• 提示文:
....................

ペスト流行期における芳香物質の役割
14世紀のヨーロッパで大流行したペスト(黒死病)の時代、香料、ハーブ、香水などの芳香物質は、当時の医学理論と実践に基づき、複数の役割を果たしました。主な役割は以下の通りです:
1. 瘴気説に基づく予防策
- 瘴気説の支配的理論:当時の主流医学理論(瘴気説)では、病気(ペストを含む)は空気中の「瘴気」(腐敗物から発生する悪臭)によって広まると考えられていました。芳香物質はこれらの有害な空気を中和または拡散させるために用いられました。
- 具体的な使用法:
- 室内空気の浄化のため、ラベンダー、ローズマリー、樟脳、シナモン、クローブなどの芳香物質を焚く。
- 病院や街路などの公共の場に芳香ハーブを撒き、瘴気の発生源を除去しようとする試み。
- 「ペスト医師」(嘴状マスクの医師)がマスク内にアンバーグリスやバラの花弁などの芳香混合物を詰め、吸入空気を濾過。
2. 個人用途と医療用途
- 個人防護:
- ミルラやムスクなどの芳香物質を入れた香嚢(こうのう)やネックレスを身につけ、感染予防のお守りとする。
- 「四盗人の酢」と呼ばれる芳香酢やアルコール溶液を身体や環境の拭き取りに使用し、消毒効果があると考えられた。
- 医療実践:
- 腫れ物や腫瘍(ペストの典型的症状)に芳香性軟膏を塗布し、症状緩和を図った(効果は限定的であったが)。

....................

• 作業指示 1:
ペストと芳香物質についての提示文をもとに、次の問いに答えよ。
(a) 瘴気説では、病気は何によって広まると考えられていたか。
(b) 「ペスト医師」はマスク内に何を詰めたか。
(c) 身体や環境の拭き取りに使われた芳香酢は何と呼ばれたか。
• 作業指示 2:
ペストと芳香物質についての提示文を、最後の文の後から続けて書いてください。

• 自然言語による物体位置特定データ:
....................

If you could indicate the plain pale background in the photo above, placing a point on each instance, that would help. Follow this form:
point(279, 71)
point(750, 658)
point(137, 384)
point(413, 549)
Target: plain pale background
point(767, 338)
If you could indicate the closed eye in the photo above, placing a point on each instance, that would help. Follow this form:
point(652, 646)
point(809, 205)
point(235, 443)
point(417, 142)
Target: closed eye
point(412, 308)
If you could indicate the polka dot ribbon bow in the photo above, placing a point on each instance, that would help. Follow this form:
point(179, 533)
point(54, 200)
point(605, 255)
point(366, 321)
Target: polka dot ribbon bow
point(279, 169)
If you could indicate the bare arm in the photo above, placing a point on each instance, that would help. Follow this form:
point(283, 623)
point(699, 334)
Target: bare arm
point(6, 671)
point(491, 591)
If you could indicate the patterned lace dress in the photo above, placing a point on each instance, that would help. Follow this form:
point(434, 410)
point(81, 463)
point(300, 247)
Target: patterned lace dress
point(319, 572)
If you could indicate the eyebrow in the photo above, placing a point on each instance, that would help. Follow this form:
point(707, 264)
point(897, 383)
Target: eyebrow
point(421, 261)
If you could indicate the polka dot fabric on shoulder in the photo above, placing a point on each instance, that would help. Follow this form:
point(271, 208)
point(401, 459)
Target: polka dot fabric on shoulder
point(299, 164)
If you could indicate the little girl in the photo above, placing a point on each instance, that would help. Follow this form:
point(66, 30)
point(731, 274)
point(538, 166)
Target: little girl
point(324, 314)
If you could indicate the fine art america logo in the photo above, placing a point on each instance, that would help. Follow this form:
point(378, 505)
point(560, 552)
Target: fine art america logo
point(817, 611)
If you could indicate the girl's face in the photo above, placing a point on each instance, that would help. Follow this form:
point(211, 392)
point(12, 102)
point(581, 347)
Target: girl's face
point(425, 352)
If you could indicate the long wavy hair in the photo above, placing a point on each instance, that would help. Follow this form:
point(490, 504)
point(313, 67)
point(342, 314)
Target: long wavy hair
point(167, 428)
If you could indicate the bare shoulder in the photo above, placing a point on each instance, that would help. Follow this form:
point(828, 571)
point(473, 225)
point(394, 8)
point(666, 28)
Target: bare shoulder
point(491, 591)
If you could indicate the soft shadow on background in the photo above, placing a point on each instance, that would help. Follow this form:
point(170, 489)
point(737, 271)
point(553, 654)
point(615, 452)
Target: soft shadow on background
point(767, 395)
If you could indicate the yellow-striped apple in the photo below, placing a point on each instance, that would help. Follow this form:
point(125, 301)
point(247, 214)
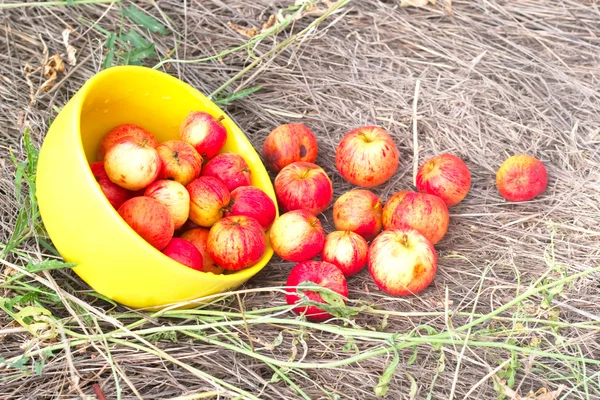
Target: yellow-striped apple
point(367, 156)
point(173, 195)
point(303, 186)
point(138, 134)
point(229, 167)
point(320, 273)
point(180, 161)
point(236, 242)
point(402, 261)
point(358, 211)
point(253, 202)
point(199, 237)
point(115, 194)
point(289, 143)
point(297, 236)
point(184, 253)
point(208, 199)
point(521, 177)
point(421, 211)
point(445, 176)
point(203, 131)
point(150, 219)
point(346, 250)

....................

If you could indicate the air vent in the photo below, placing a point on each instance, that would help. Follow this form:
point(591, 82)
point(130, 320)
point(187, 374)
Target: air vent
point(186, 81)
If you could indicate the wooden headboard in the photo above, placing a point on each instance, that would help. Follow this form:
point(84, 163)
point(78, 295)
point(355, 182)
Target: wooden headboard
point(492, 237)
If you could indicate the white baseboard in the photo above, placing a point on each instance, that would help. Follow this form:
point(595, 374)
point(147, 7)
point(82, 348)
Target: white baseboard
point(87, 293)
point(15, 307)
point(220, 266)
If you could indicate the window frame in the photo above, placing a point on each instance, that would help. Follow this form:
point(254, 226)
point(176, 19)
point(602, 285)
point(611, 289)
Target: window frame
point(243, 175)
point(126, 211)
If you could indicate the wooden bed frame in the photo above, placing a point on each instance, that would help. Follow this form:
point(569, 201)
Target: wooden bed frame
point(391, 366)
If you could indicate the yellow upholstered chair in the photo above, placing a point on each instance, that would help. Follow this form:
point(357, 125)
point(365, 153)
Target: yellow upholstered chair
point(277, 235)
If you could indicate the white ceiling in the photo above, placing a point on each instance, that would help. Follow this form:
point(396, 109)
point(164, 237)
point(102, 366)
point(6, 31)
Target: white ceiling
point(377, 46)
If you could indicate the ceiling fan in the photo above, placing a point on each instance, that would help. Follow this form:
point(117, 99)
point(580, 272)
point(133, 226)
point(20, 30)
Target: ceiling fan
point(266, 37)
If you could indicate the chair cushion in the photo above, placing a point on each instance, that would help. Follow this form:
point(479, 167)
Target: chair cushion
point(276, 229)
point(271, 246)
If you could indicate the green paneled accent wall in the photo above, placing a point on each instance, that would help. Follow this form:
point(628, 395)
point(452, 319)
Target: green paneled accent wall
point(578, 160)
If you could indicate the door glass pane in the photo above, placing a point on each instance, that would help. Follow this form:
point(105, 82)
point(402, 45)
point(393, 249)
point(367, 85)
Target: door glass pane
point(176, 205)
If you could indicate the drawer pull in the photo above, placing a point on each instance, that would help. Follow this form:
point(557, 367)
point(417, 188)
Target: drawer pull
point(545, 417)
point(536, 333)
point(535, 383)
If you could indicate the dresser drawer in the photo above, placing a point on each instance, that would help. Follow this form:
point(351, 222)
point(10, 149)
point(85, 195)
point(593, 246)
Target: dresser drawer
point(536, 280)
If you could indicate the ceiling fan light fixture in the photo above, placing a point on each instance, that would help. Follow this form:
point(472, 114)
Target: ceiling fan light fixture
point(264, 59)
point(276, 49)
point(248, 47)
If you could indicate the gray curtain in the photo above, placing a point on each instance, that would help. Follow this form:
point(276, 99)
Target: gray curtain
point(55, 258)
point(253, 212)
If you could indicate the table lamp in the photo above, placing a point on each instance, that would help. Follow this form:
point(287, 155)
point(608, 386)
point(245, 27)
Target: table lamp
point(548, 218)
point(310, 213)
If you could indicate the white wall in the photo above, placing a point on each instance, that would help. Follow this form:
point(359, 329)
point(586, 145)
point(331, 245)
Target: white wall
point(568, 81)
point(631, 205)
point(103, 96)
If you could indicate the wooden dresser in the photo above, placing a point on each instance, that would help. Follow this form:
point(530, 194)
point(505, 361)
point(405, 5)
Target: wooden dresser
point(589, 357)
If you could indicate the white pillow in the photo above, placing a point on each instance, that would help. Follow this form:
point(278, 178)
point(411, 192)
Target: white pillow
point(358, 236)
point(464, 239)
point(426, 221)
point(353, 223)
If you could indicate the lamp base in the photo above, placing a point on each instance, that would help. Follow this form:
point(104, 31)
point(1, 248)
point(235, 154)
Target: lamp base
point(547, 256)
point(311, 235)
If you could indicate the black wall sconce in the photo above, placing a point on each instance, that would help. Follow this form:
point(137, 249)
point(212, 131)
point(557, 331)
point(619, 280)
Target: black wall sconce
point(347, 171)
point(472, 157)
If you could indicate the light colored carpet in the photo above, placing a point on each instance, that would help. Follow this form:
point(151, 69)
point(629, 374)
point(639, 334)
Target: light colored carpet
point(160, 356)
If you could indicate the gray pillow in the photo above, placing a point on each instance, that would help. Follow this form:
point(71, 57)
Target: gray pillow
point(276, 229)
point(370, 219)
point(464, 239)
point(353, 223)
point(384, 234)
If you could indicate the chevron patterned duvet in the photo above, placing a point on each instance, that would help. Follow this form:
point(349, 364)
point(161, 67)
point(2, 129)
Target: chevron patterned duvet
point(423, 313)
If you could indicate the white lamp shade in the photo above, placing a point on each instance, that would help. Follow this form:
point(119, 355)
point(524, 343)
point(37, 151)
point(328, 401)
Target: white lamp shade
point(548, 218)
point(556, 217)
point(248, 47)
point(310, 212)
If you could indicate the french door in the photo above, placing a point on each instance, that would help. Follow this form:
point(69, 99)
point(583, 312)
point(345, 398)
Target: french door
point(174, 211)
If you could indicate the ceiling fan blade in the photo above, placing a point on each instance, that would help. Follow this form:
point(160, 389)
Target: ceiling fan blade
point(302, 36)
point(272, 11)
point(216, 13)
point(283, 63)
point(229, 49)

....................

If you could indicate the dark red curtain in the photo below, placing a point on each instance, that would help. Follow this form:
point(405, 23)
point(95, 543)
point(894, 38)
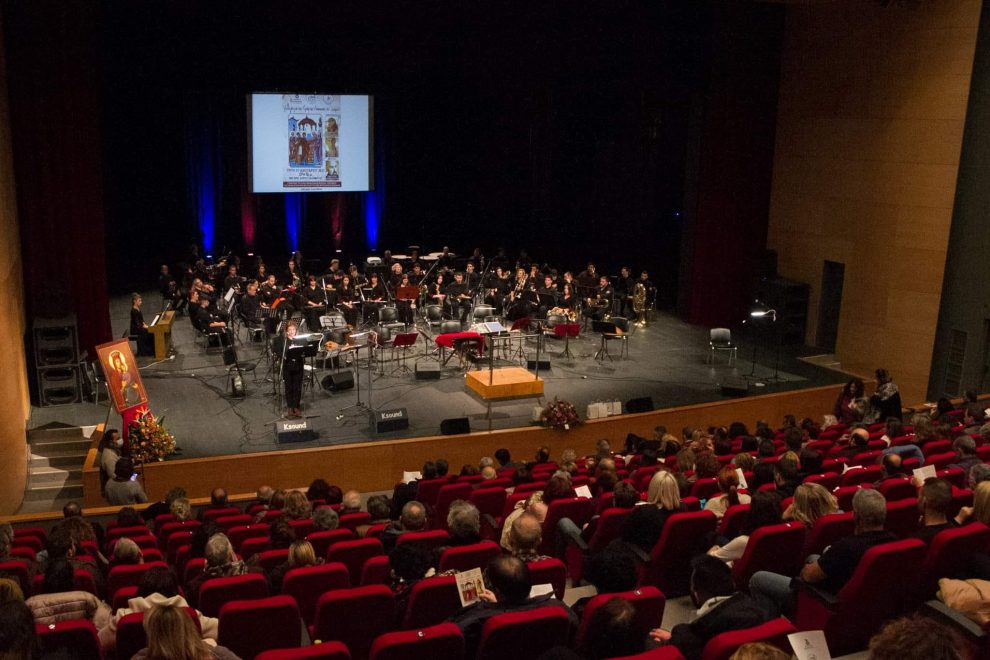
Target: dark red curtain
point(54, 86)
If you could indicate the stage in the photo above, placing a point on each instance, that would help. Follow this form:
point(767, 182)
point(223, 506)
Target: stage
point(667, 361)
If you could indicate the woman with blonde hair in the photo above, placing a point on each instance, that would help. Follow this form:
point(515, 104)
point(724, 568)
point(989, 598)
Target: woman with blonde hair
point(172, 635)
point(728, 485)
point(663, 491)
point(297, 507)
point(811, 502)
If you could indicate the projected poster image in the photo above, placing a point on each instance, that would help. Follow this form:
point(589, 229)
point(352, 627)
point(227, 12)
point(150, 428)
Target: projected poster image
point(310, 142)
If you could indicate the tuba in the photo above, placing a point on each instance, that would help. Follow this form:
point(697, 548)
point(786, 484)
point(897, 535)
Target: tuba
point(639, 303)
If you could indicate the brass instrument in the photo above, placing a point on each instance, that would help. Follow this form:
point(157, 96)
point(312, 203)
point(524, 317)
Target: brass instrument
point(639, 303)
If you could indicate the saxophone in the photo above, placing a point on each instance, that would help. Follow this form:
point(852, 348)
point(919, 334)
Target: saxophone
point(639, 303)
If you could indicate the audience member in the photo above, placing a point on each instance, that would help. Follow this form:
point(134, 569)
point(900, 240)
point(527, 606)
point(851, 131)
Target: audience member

....................

• 解答欄 1:
(a) 空気中の「瘴気」(腐敗物から発生する悪臭)
(b) アンバーグリスやバラの花弁などの芳香混合物
(c) 「四盗人の酢」

• 解答欄 2:
- 抗菌作用への伝統的信仰に基づき、ニンニクやタイムなどのハーブを内服または外用。
3. 社会的・文化的影響
- 心理的な慰め:パニック状態の中で、芳香物質は心理的な防御手段となり、人々の病気に対する支配感を高めました。
- 経済と貿易:ペスト流行期に香辛料需要が急増し、胡椒やクローブなどを扱う地中海・東方貿易を促進した一方、社会的不平等を悪化させました。
- 限界:現代医学では、芳香物質がペスト(ノミが媒介する細菌による)を予防できないことは証明されており、瘴気説は後に細菌説に取って代わられました。しかし、これらの実践は当時の衛生観念の初期の探求を反映し、間接的に公衆衛生意識の萌芽を促しました。
要約すると、ペスト時代の芳香物質は主に瘴気説の実践ツールとして、空気浄化や個人防護に用いられました。科学的には無効でしたが、医学史や文化的行動様式に深い影響を与えたのです。